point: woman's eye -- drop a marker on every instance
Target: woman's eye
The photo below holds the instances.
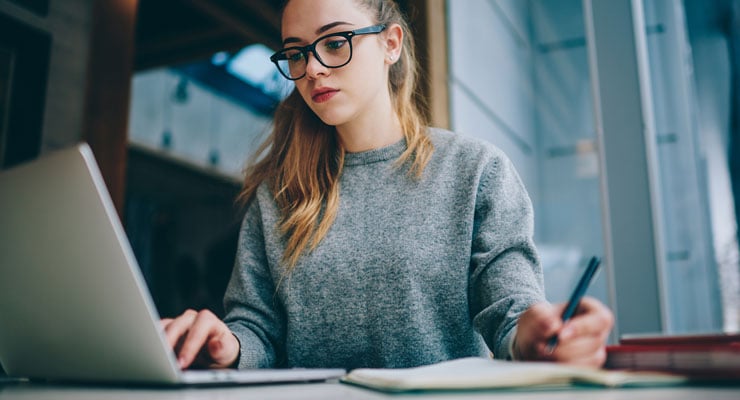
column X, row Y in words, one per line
column 335, row 44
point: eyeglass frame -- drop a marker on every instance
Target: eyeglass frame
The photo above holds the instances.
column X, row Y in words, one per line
########
**Aim:** Copy every one of the records above word for word, but leave out the pictures.

**Completed task:**
point: woman's eye -- drop a marker on every instance
Target: woman's eye
The photo below holds the instances.
column X, row Y in words, one per line
column 335, row 44
point: eyeglass frame -- drop a marker on every instance
Target: eyeglass frame
The photo above holds the instances.
column X, row Y in words, one per line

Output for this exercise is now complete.